Reproduce the records word for word, from their start through the line that contains "[[[246,416],[239,443],[245,468],[312,468],[312,396],[264,398]]]", with both ends included. Leave the pictures out of your answer.

Image outline entries:
□ □ □ □
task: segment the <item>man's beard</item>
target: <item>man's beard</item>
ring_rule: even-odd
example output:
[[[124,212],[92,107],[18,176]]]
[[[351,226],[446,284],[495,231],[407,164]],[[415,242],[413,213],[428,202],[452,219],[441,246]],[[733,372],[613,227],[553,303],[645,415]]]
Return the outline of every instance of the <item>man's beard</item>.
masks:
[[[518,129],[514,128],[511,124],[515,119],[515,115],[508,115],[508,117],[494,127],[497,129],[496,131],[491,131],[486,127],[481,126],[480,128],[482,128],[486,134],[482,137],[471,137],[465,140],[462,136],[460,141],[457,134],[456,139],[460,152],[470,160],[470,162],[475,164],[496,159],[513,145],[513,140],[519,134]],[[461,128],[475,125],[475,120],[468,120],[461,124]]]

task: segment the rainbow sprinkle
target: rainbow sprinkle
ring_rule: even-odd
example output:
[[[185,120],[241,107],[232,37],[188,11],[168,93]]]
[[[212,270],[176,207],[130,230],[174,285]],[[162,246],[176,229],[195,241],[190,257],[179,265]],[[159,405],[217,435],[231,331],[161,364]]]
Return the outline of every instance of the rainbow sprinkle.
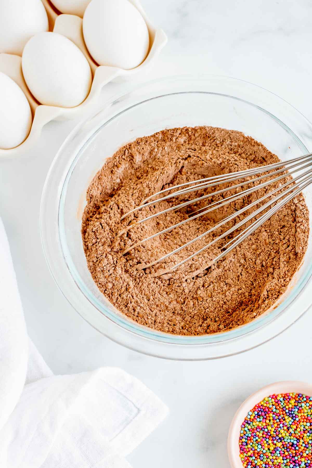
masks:
[[[246,416],[239,443],[245,468],[312,468],[312,396],[264,398]]]

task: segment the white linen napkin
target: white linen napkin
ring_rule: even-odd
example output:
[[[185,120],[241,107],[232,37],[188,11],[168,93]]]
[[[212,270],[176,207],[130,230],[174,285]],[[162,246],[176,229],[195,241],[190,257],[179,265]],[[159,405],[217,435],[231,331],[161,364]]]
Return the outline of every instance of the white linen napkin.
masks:
[[[129,468],[167,413],[120,369],[53,374],[29,340],[0,219],[0,467]]]

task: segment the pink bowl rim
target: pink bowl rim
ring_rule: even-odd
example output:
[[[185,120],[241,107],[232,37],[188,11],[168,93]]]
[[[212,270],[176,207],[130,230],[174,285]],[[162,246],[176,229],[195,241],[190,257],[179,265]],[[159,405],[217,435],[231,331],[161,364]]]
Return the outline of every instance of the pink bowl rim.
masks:
[[[232,468],[242,468],[238,441],[240,426],[248,411],[266,396],[279,393],[301,393],[312,396],[312,384],[299,380],[276,382],[252,394],[241,404],[232,420],[227,439],[227,451]]]

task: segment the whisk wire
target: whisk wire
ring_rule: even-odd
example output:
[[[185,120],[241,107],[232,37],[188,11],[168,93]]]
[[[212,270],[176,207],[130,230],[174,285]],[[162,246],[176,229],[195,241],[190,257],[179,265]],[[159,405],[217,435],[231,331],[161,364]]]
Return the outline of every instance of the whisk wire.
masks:
[[[145,265],[142,267],[142,268],[143,269],[145,269],[148,267],[152,266],[157,263],[163,262],[171,256],[177,253],[182,249],[188,247],[189,246],[193,243],[193,242],[200,240],[205,236],[207,235],[210,233],[216,230],[220,227],[221,227],[223,226],[229,222],[230,221],[234,219],[235,218],[239,216],[243,213],[248,210],[250,210],[253,207],[258,204],[261,202],[263,201],[266,199],[267,199],[269,197],[270,199],[265,203],[263,205],[261,205],[255,211],[252,212],[247,216],[243,219],[239,221],[237,224],[234,224],[233,226],[228,229],[225,232],[221,234],[216,238],[213,239],[206,245],[203,247],[201,249],[198,250],[196,252],[195,252],[191,255],[188,256],[187,258],[184,259],[179,263],[175,264],[173,267],[170,269],[169,271],[174,271],[176,270],[176,269],[183,265],[186,262],[192,260],[194,257],[198,255],[201,252],[211,247],[218,241],[220,241],[222,239],[224,239],[225,237],[226,237],[227,236],[228,236],[230,234],[232,234],[232,233],[234,231],[242,227],[247,223],[248,223],[253,219],[253,218],[255,218],[258,215],[260,215],[261,213],[262,213],[264,211],[266,210],[267,209],[268,209],[266,212],[264,212],[263,214],[261,214],[261,216],[259,217],[259,218],[256,219],[254,221],[252,222],[249,226],[245,227],[242,231],[239,233],[235,237],[231,239],[223,246],[222,249],[224,249],[224,251],[222,252],[221,253],[212,260],[211,262],[210,262],[210,265],[215,263],[221,258],[223,258],[225,256],[227,255],[227,254],[231,252],[233,249],[237,247],[237,246],[238,246],[245,239],[246,239],[248,236],[249,236],[252,233],[254,232],[254,231],[260,226],[261,226],[265,221],[269,219],[271,216],[276,213],[280,208],[284,206],[290,200],[291,200],[295,197],[296,197],[297,195],[299,194],[304,188],[312,183],[312,154],[309,153],[309,154],[305,155],[304,156],[294,158],[291,160],[289,160],[287,161],[280,161],[278,163],[274,163],[273,164],[267,165],[266,166],[263,166],[260,167],[258,167],[244,171],[238,171],[237,172],[231,173],[228,174],[223,174],[221,176],[213,176],[212,177],[207,177],[205,179],[199,179],[197,181],[193,181],[189,183],[185,183],[182,184],[175,185],[174,187],[165,189],[157,192],[156,193],[155,193],[153,195],[152,195],[146,198],[140,206],[136,207],[133,210],[129,211],[128,213],[123,215],[121,219],[124,219],[129,215],[134,213],[138,210],[142,209],[143,208],[147,207],[152,205],[154,205],[157,203],[168,199],[173,197],[175,197],[179,195],[186,194],[196,190],[206,189],[211,186],[215,186],[216,185],[224,183],[228,183],[230,182],[234,182],[235,181],[239,180],[241,179],[250,178],[252,176],[257,176],[258,174],[263,174],[263,175],[259,176],[255,178],[248,178],[247,180],[244,180],[243,182],[234,185],[232,185],[230,187],[226,187],[225,188],[220,189],[213,192],[212,193],[208,194],[208,195],[203,195],[201,197],[198,197],[193,199],[188,200],[186,202],[179,204],[178,205],[170,206],[169,208],[162,211],[155,213],[153,213],[152,214],[150,215],[149,216],[147,216],[143,219],[138,220],[136,222],[135,222],[133,224],[128,226],[124,230],[124,231],[122,232],[123,233],[126,232],[128,229],[135,227],[136,226],[137,226],[141,223],[143,223],[149,219],[152,219],[156,216],[160,216],[174,210],[177,211],[182,208],[189,205],[190,204],[196,203],[207,198],[211,198],[216,195],[219,195],[224,193],[225,192],[228,191],[230,190],[237,190],[241,187],[248,184],[252,183],[254,184],[255,183],[258,182],[263,179],[268,178],[268,180],[265,180],[262,183],[257,184],[255,185],[254,185],[253,187],[240,191],[238,193],[236,192],[235,193],[226,197],[225,198],[224,198],[221,200],[217,200],[205,206],[201,207],[199,209],[196,210],[195,211],[192,212],[190,213],[191,215],[189,215],[189,217],[187,218],[186,219],[183,219],[173,226],[169,226],[168,227],[167,227],[159,232],[156,233],[152,235],[146,237],[143,240],[131,246],[130,247],[128,247],[125,250],[124,250],[123,254],[126,253],[135,247],[138,247],[144,242],[151,240],[157,236],[168,232],[172,229],[178,227],[185,223],[189,222],[189,221],[195,219],[200,216],[203,216],[205,214],[213,211],[213,210],[217,209],[218,208],[224,206],[231,202],[235,201],[239,198],[241,198],[243,197],[249,195],[250,194],[260,190],[261,189],[264,188],[273,183],[276,184],[282,179],[286,177],[291,177],[292,174],[294,174],[295,173],[300,171],[300,173],[299,174],[297,174],[294,177],[291,177],[290,180],[287,181],[283,184],[281,185],[279,185],[272,191],[269,191],[267,193],[265,193],[265,195],[261,197],[260,198],[255,200],[247,205],[244,206],[238,211],[235,212],[229,216],[225,218],[219,223],[217,223],[207,231],[206,231],[205,232],[197,236],[194,239],[191,239],[183,245],[181,246],[172,251],[166,254],[161,258],[158,259],[155,261],[149,263]],[[307,168],[308,168],[307,170],[303,172],[304,169],[306,169]],[[273,172],[269,172],[272,170]],[[269,173],[268,173],[268,172]],[[265,173],[264,174],[264,173]],[[279,175],[278,176],[274,177],[274,178],[272,178],[272,177],[280,174],[280,175]],[[194,184],[195,184],[195,185],[194,185]],[[181,189],[181,187],[184,187],[184,188]],[[152,200],[152,198],[154,198],[155,197],[163,195],[163,194],[167,193],[169,191],[172,191],[177,189],[180,190],[178,190],[175,191],[174,191],[173,193],[167,195],[165,196],[161,197],[160,198],[158,198],[156,200]],[[273,196],[275,195],[275,194],[277,194],[273,197]],[[149,200],[152,201],[149,201]],[[271,207],[270,208],[270,207]],[[122,233],[120,234],[121,234]],[[205,268],[207,268],[207,267]],[[204,268],[202,269],[204,269]]]

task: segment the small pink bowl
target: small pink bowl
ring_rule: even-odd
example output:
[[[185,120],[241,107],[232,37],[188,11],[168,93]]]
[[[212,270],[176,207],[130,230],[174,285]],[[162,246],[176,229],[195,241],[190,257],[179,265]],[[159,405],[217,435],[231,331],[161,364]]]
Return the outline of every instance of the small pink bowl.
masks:
[[[248,412],[257,403],[269,395],[279,393],[302,393],[312,396],[312,384],[296,380],[276,382],[264,387],[245,400],[238,409],[230,426],[227,439],[227,451],[232,468],[242,468],[239,458],[239,440],[241,424]]]

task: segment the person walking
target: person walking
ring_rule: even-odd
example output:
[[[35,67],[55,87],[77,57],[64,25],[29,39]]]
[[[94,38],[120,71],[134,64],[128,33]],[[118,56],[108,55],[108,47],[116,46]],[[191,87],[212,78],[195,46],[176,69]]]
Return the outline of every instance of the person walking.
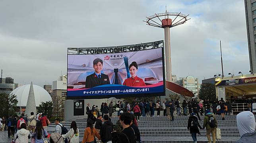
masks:
[[[193,103],[191,105],[191,107],[193,109],[193,112],[196,114],[199,120],[201,120],[200,116],[199,116],[199,114],[198,114],[198,109],[199,108],[198,104],[197,103],[196,101],[194,101],[192,103]]]
[[[38,122],[36,126],[35,132],[32,134],[35,143],[44,143],[45,138],[47,137],[48,133],[43,127],[41,122]]]
[[[96,120],[96,122],[95,122],[95,129],[98,132],[98,133],[99,133],[99,131],[101,128],[101,126],[102,126],[102,117],[101,115],[100,115],[98,117],[97,120]]]
[[[47,130],[47,123],[48,120],[48,119],[47,119],[47,117],[46,116],[45,114],[44,113],[42,114],[41,116],[41,117],[39,116],[38,117],[38,119],[42,122],[42,125],[43,128]]]
[[[256,123],[253,113],[250,111],[246,111],[237,114],[237,123],[241,136],[237,143],[255,143],[256,139]]]
[[[6,120],[6,124],[8,128],[8,138],[10,138],[12,135],[12,137],[14,136],[15,124],[14,118],[12,117],[12,115],[10,115],[9,117]]]
[[[76,126],[76,122],[72,121],[70,125],[70,129],[67,134],[62,135],[61,136],[64,138],[68,138],[69,143],[79,143],[79,130]]]
[[[109,117],[112,117],[112,113],[114,113],[114,110],[113,110],[113,102],[112,101],[110,102],[109,105]]]
[[[157,117],[159,117],[160,116],[160,106],[159,104],[159,101],[157,101],[157,103],[156,104],[156,108],[157,109]]]
[[[145,106],[145,110],[146,110],[146,115],[147,117],[149,117],[150,116],[150,107],[149,107],[149,103],[148,103],[148,101],[147,101],[146,103]]]
[[[100,136],[93,128],[93,120],[89,119],[87,120],[87,125],[85,128],[82,143],[94,143],[95,137],[100,139]]]
[[[136,118],[136,120],[138,121],[140,121],[140,113],[141,112],[139,106],[138,106],[138,104],[136,103],[135,104],[135,106],[133,108],[133,112],[134,113],[134,115],[135,115],[135,118]]]
[[[20,130],[21,125],[22,123],[25,124],[26,124],[26,126],[27,126],[26,124],[26,121],[25,120],[23,119],[23,117],[22,117],[22,116],[21,116],[19,119],[18,120],[18,122],[17,123],[17,127],[18,129]]]
[[[249,98],[246,101],[246,103],[247,103],[247,109],[248,111],[252,113],[252,104],[253,103],[253,100],[250,98]]]
[[[0,129],[0,131],[2,130],[2,131],[4,131],[4,127],[5,127],[6,125],[6,119],[5,117],[4,116],[3,117],[3,118],[2,119],[2,128]]]
[[[153,109],[154,109],[154,106],[153,106],[153,103],[149,103],[149,108],[150,110],[150,117],[153,116]]]
[[[174,113],[174,104],[173,103],[173,102],[170,102],[170,113],[171,113],[171,121],[173,121],[174,120],[174,116],[173,116],[173,113]]]
[[[124,112],[120,115],[120,123],[123,130],[122,131],[117,143],[136,143],[136,136],[134,129],[130,126],[132,116],[128,112]]]
[[[202,130],[202,128],[198,122],[197,117],[196,116],[196,114],[194,113],[191,113],[191,115],[188,118],[187,128],[188,130],[190,131],[194,143],[197,143],[196,134],[198,134],[199,135],[201,135],[198,127],[201,130]]]
[[[183,100],[183,102],[182,103],[182,108],[183,109],[183,115],[184,116],[187,115],[187,107],[188,103],[185,100]]]
[[[163,116],[166,116],[166,106],[165,106],[165,101],[164,101],[162,104],[162,107],[163,111]]]
[[[18,124],[18,115],[14,115],[14,124],[15,125],[14,126],[14,134],[17,133],[17,131],[18,130],[18,126],[17,124]]]
[[[142,117],[145,117],[145,103],[144,102],[142,102]]]
[[[16,143],[28,143],[30,138],[30,132],[27,130],[27,125],[25,123],[20,125],[19,130],[17,132],[15,136]]]
[[[104,105],[103,107],[103,113],[104,115],[108,115],[109,114],[109,108],[108,103],[104,103]]]
[[[140,132],[139,128],[136,126],[135,123],[135,121],[136,120],[135,120],[135,116],[133,114],[131,114],[131,115],[132,116],[132,122],[131,122],[130,126],[132,128],[132,129],[134,131],[135,136],[136,136],[136,143],[140,143]]]
[[[177,99],[176,101],[175,102],[175,105],[176,107],[176,109],[177,109],[177,115],[178,116],[180,116],[180,102],[178,101],[178,99]]]
[[[168,120],[171,121],[171,111],[170,110],[170,108],[171,107],[171,102],[167,102],[165,104],[165,107],[166,107],[167,117],[168,118]]]
[[[101,141],[103,143],[112,143],[111,133],[113,130],[114,125],[113,123],[109,120],[109,118],[107,115],[105,115],[103,118],[104,123],[102,125],[99,131]]]
[[[210,134],[212,135],[212,140],[213,143],[216,143],[216,129],[218,127],[217,121],[215,116],[212,114],[210,110],[206,111],[206,115],[204,119],[204,126],[203,129],[206,128],[206,136],[208,139],[208,142],[211,143]]]
[[[104,103],[101,103],[101,117],[103,117],[104,115],[104,112],[103,111],[103,108],[104,107]]]
[[[221,115],[222,117],[222,120],[225,120],[225,114],[224,114],[224,109],[225,109],[225,102],[222,102],[220,105],[221,106]]]
[[[117,104],[116,104],[116,108],[117,108],[118,109],[119,109],[119,110],[117,110],[117,117],[119,117],[119,116],[120,116],[120,111],[121,111],[120,101],[118,101],[117,102]]]
[[[34,133],[37,124],[36,118],[34,115],[33,112],[30,113],[30,116],[27,117],[28,120],[27,130],[29,131],[32,131],[32,133]]]

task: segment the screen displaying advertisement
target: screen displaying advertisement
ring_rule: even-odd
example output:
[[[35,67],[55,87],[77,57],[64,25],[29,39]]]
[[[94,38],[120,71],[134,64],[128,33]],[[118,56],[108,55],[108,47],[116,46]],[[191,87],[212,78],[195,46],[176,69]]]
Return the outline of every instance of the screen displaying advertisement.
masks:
□ □ □ □
_Task solution_.
task: segment the <item>man's beard</item>
target: <item>man's beard</item>
ring_rule: even-odd
example output:
[[[124,212],[92,107],[18,176]]]
[[[351,226],[446,284],[495,231],[407,164]],[[415,242],[413,213],[428,202],[452,219],[441,246]],[[733,372],[613,227],[553,303],[645,415]]]
Return the outline of every instance of the <item>man's beard</item>.
masks:
[[[518,129],[514,128],[511,124],[515,119],[515,115],[508,115],[508,117],[494,127],[497,129],[496,131],[491,131],[486,127],[481,126],[480,128],[482,128],[486,134],[482,137],[471,137],[465,140],[462,136],[460,141],[457,134],[456,139],[460,152],[470,160],[470,162],[475,164],[496,159],[513,145],[513,140],[519,134]],[[461,128],[475,125],[475,120],[468,120],[461,124]]]

task: segment the rainbow sprinkle
target: rainbow sprinkle
ring_rule: even-odd
example output:
[[[185,120],[241,107],[232,37],[188,11],[168,93]]]
[[[212,270],[176,207],[130,230],[174,285]],[[162,246],[176,229],[195,241],[190,257],[179,265]],[[159,405],[217,435],[231,331],[161,364]]]
Return the outline of every instance of the rainbow sprinkle.
masks:
[[[246,416],[239,443],[245,468],[312,468],[312,396],[264,398]]]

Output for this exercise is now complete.